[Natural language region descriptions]
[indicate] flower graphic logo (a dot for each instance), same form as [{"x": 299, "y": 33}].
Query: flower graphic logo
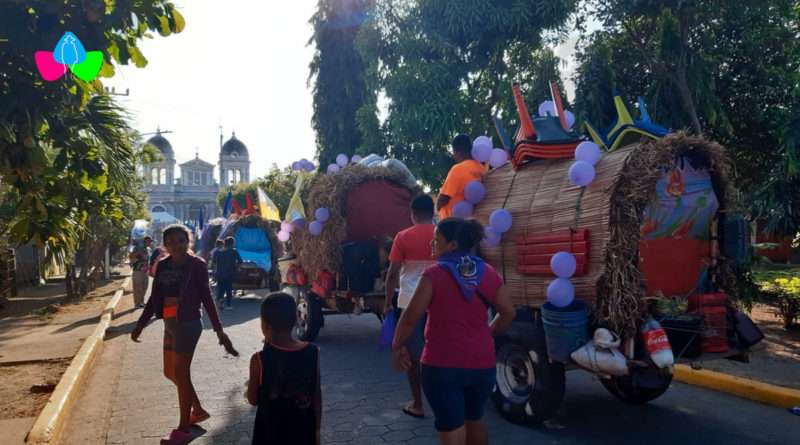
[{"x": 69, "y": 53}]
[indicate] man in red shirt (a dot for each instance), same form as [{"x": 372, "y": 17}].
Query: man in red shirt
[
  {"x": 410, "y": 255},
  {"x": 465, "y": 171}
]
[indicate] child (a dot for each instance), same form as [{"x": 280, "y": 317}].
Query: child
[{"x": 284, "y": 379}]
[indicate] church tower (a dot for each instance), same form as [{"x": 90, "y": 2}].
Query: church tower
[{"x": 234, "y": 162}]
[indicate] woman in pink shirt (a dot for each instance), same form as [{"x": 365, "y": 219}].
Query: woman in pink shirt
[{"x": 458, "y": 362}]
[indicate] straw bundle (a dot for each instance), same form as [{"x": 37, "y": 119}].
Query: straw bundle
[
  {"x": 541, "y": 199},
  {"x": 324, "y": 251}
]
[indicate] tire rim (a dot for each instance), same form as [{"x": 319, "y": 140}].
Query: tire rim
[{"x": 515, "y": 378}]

* * *

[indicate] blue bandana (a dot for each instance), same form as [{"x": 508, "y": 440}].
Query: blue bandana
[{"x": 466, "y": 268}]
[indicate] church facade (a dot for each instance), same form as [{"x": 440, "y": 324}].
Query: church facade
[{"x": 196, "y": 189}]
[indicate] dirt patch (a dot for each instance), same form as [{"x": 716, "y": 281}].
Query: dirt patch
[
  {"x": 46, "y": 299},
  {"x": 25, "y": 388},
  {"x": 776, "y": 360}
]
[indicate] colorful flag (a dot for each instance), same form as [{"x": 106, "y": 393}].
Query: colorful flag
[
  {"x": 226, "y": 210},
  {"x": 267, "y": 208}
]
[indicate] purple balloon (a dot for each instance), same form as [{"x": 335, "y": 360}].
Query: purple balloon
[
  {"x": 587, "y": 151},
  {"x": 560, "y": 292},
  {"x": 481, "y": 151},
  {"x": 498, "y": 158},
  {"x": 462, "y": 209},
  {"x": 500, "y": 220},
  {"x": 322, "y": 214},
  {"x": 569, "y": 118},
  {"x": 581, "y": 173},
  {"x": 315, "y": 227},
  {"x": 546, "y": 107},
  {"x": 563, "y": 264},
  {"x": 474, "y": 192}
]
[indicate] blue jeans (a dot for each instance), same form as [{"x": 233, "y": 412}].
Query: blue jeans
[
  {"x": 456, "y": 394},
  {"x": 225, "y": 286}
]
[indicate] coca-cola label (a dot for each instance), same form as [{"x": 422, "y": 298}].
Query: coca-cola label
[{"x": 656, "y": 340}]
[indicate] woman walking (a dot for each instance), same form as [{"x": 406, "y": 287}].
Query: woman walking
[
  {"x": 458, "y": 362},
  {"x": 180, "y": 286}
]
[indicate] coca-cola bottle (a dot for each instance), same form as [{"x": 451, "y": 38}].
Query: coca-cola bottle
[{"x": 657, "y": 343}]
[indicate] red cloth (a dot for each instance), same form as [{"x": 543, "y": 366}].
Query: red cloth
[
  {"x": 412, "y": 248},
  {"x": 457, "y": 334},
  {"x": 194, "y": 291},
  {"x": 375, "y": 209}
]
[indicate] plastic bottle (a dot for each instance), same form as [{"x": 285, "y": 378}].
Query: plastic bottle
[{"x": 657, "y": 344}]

- What the task asks -
Find the line with "Query: dirt patch" in the entries above. Retype it and each line after it, exactly, through the line with "[indicate] purple balloon", and stop there.

- Solution below -
Query: dirt patch
[
  {"x": 46, "y": 299},
  {"x": 25, "y": 388},
  {"x": 776, "y": 360}
]
[indicate] colorful flag (a dot for each instance), same form as [{"x": 106, "y": 393}].
Query: colorful flag
[
  {"x": 226, "y": 210},
  {"x": 267, "y": 208}
]
[indicate] purple balloon (a dot for each instance), same form as [{"x": 335, "y": 360}].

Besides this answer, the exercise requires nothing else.